- [Selected passage]
*** Begin section ***

Overcoming the Short-Wave Infrared Barrier in the Photoluminescence of Amino-As Based Indium Arsenide Quantum Dots
Satyaprakash Panda a b, Luca De Trizio c, Liberato Manna a
a Nanochemistry Department, Istituto Italiano di Tecnologia, Via Morego 30, Genova 16163, Italy
b Dipartimento di Chimica e Chimica Industriale, Università degli Studi di Genova, Via Dodecaneso 31, Genova, 16146 Italy
c Chemistry Facility, Istituto Italiano di Tecnologia, Via Morego 30, 16163 Genova, Italy
Proceedings of Emerging Light Emitting Materials 2025 (EMLEM25)
La Canea, Greece, 2025 October 8th - 10th
Organizers: Maksym Kovalenko and Grigorios Itskos
Oral, Satyaprakash Panda, presentation 021
Publication date: 17th July 2025

Colloidal quantum dots (QDs) with infrared (IR) absorption and emission are promising candidates for next-generation optoelectronic applications, such as solar concentrators, light-emitting diodes, optical communication systems, biological imaging, and night or fog vision devices.1 To date, the best-performing IR QDs have been based on Pb- and Hg-chalcogenides, whose synthesis protocols are now well established.2 However, the inherent toxicity and environmental concerns associated with these materials limit their suitability for consumer and biomedical technologies, prompting a shift toward less toxic alternatives.3 Indium arsenide (InAs) QDs present a viable alternative due to their RoHS compliance and size-tunable bandgap, which spans a broad spectral range from 700 to more than 1700 nm.4 Despite their potential, early InAs QD syntheses relied on the use of pyrophoric, expensive, and commercially limited arsenic precursors. This challenge was mitigated with the introduction of tris(dimethylamino)arsine (amino-As), a non-pyrophoric, cost-effective As precursor.5 The key characteristic of amino-As is that it requires the use of a reducing agent to convert As3+ to As3-, which is necessary for the formation of InAs.

Despite the advances made with amino-As synthesis routes, achieving InAs QDs with high photoluminescence (PL) quantum yield (QY) beyond 1000 nm remains challenging.6 Moreover, syntheses using amino-As typically rely on reducing agents that are either low-boiling or dissolved in volatile solvents, leading to reaction instability, including temperature fluctuations, and hazardous boiling bursts.

*** End section ***

- [Tasks and exercises]
(a) In the abstract on indium arsenide quantum dots, what spectral range does the size-tunable bandgap of InAs QDs cover?
(b) Write a continuation of the indium arsenide quantum dot abstract, starting after its last sentence.

- [Items from a dataset]
*** Begin section ***

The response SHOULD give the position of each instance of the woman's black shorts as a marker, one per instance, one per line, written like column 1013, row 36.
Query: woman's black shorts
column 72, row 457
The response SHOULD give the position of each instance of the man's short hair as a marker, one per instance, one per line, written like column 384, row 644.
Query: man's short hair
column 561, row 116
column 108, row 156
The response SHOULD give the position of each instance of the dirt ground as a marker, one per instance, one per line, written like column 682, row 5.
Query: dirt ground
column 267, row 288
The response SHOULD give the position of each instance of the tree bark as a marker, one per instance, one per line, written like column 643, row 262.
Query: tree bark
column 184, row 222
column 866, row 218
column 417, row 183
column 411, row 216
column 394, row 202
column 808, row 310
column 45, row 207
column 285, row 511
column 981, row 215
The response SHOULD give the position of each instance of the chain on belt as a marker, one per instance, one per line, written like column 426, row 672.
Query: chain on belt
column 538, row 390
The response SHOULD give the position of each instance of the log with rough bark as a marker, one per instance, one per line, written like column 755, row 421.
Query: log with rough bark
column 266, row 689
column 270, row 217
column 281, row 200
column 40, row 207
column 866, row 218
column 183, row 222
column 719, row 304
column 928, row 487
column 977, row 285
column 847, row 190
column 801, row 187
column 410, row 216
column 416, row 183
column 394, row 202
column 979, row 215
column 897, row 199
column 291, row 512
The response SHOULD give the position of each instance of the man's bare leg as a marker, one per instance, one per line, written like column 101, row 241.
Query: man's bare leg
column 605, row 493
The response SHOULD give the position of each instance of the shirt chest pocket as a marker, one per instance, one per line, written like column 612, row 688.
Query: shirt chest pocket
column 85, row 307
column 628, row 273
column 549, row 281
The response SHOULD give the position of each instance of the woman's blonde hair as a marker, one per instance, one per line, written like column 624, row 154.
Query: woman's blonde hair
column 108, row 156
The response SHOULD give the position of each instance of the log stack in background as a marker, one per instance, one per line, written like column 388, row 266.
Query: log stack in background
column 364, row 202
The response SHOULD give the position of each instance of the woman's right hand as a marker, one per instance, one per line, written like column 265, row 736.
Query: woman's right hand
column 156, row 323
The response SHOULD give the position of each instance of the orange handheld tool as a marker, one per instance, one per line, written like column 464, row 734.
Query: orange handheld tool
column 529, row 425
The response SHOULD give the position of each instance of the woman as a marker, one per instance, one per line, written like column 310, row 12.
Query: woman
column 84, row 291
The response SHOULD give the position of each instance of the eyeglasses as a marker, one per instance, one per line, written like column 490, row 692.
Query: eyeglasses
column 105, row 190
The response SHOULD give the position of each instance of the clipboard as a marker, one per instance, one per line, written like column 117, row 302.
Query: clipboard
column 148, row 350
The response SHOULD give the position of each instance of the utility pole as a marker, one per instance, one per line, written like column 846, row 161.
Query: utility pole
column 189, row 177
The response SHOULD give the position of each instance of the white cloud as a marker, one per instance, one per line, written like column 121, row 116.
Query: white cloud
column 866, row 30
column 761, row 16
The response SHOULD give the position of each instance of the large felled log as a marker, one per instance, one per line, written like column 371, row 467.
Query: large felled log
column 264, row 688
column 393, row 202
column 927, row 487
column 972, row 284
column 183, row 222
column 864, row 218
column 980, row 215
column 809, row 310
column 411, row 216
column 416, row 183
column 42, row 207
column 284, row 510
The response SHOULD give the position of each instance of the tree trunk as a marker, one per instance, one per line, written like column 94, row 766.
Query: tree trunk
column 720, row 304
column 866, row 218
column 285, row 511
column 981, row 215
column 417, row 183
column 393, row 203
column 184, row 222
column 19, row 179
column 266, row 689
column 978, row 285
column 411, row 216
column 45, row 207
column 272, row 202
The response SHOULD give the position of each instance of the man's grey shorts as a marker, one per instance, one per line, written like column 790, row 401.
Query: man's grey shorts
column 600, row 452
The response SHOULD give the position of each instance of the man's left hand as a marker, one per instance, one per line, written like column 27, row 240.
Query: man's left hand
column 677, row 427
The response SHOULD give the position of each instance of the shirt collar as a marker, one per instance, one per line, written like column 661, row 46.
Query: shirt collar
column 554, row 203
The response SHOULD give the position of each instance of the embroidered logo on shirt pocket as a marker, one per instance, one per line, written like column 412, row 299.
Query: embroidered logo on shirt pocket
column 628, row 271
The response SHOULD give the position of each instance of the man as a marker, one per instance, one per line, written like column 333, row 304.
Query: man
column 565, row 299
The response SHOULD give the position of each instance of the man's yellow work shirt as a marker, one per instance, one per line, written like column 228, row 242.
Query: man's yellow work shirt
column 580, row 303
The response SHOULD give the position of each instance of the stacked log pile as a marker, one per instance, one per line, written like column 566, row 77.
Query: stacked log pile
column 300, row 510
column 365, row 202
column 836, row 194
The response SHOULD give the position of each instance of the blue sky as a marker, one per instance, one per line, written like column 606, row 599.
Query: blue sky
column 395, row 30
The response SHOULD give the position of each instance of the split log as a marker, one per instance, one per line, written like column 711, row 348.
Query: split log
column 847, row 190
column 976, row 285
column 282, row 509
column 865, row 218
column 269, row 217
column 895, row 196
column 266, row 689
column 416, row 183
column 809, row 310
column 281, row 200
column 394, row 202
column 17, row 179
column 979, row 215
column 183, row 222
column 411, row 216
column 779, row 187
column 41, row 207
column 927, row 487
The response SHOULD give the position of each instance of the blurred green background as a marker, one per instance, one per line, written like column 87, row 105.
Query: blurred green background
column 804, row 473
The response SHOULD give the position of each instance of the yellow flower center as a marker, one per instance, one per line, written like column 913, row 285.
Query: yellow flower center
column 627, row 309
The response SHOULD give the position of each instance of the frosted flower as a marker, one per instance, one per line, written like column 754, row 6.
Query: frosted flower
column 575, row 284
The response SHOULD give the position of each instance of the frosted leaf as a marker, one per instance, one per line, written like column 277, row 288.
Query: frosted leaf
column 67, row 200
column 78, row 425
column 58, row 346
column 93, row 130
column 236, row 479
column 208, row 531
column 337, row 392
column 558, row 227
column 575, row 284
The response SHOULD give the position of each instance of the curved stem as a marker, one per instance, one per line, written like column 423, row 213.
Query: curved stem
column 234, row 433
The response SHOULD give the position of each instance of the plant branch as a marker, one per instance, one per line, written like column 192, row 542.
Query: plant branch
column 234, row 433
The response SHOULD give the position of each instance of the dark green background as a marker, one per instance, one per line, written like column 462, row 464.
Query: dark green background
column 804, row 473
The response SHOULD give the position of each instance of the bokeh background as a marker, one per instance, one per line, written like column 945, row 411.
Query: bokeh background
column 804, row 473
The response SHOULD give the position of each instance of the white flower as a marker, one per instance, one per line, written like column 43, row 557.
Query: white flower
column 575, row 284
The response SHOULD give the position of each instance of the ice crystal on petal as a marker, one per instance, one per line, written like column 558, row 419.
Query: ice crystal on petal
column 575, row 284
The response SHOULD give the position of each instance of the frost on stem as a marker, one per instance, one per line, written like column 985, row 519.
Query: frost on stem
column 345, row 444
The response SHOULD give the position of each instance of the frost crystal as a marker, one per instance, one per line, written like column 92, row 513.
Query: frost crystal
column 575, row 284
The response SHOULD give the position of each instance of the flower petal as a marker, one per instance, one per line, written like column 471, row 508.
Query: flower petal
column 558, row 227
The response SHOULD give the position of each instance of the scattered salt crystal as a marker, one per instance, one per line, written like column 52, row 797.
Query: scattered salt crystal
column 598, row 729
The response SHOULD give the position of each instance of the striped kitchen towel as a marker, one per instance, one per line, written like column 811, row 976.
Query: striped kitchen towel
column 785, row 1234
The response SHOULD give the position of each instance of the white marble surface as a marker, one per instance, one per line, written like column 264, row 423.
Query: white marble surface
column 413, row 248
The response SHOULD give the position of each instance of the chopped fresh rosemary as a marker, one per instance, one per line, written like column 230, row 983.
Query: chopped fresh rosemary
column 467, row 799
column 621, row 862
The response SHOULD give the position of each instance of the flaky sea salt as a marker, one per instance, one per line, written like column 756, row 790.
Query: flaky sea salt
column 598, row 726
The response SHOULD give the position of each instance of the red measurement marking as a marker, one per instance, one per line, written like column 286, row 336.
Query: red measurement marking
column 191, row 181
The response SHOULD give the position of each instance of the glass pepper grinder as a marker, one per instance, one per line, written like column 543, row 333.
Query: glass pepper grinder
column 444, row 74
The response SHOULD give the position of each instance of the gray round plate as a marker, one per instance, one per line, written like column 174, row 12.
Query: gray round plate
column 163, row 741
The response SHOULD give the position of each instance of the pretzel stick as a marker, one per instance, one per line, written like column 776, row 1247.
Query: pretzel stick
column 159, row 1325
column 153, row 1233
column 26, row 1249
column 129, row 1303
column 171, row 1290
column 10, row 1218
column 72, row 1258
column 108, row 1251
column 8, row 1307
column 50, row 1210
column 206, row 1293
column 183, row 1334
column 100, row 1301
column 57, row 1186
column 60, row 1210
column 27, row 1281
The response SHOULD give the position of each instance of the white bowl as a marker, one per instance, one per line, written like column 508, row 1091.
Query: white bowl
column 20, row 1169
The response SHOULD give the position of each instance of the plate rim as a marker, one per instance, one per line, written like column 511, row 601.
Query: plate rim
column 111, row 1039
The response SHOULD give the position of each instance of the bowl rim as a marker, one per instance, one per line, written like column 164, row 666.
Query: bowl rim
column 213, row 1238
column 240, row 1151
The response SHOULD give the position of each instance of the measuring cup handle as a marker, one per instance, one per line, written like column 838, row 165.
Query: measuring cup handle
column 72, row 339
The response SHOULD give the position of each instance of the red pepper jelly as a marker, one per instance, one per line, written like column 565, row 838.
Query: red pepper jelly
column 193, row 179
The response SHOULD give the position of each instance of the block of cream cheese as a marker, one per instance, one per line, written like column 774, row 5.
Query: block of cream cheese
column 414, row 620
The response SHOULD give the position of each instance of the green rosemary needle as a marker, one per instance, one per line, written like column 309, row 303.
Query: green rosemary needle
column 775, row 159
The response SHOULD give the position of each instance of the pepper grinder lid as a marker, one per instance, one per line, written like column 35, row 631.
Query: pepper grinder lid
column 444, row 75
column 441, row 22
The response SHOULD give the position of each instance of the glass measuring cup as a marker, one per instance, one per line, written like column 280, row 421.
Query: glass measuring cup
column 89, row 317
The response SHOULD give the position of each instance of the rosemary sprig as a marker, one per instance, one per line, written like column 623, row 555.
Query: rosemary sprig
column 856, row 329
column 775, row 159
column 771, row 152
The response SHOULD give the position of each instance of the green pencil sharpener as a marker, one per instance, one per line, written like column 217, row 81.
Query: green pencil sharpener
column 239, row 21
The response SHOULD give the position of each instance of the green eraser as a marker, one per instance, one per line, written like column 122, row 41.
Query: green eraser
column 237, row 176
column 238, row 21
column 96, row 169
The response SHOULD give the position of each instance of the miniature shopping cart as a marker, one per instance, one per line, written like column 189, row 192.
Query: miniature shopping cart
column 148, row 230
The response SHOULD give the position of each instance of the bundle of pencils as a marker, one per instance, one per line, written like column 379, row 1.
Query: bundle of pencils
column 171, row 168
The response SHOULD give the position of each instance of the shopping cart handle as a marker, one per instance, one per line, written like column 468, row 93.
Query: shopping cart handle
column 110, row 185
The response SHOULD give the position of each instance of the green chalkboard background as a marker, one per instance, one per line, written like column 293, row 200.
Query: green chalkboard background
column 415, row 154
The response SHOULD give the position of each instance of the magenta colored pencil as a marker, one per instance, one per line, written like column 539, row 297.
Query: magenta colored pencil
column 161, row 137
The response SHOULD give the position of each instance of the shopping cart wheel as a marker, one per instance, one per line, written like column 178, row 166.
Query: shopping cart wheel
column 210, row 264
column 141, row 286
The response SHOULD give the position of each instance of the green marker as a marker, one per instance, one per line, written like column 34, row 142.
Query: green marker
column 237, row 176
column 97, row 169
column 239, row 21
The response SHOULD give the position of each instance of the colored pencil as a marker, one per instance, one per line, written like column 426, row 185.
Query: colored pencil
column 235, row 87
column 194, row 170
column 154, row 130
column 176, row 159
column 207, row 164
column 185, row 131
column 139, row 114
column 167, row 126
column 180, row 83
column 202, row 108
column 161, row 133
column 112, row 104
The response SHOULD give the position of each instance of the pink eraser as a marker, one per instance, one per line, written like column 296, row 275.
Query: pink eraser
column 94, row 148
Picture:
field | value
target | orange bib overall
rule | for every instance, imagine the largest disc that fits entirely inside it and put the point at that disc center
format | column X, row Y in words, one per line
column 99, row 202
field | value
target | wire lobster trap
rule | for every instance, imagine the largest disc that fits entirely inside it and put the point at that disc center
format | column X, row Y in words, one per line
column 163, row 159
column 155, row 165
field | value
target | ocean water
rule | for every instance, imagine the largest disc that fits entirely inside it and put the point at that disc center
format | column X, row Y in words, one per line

*** End section ***

- [Responses for each task]
(a) From 700 to more than 1700 nm.

(b)
To address these limitations, we synthesized a novel high-boiling reducing agent, which enabled the development of stable and scalable reaction pathways for amino-As-based InAs QDs. In detail, we could produce InAs QDs with excitonic absorption peaks tunable down to 935nm, which, after ZnSe shelling, exhibited impressive PLQys of 75% (at 905 nm) and 60% (at 1000 nm). Larger InAs QDs, with excitonic absorption and emission extending into the short-wave infrared (SWIR) region, were also synthesized by developing a seeded growth approach to increase the QD size. Remarkably, the thermal stability of our reducing agent enables continuous precursor injection without triggering boiling-related issues. Upon ZnSe shelling QDs with record PLQYs of 46% at 1160 nm, 38% at 1250 nm, 32% at 1335 nm, and 23% at 1430 nm were achieved. 

These advancements collectively establish a robust, scalable, cost-effective, and safer synthetic route for producing highly luminescent InAs QDs with tunable emission spanning the near-IR to SWIR. This work significantly advances the practical viability of InAs-based nanocrystals for integration into next-generation IR optoelectronic applications, including biomedical diagnostics, environmental sensing, and telecommunications.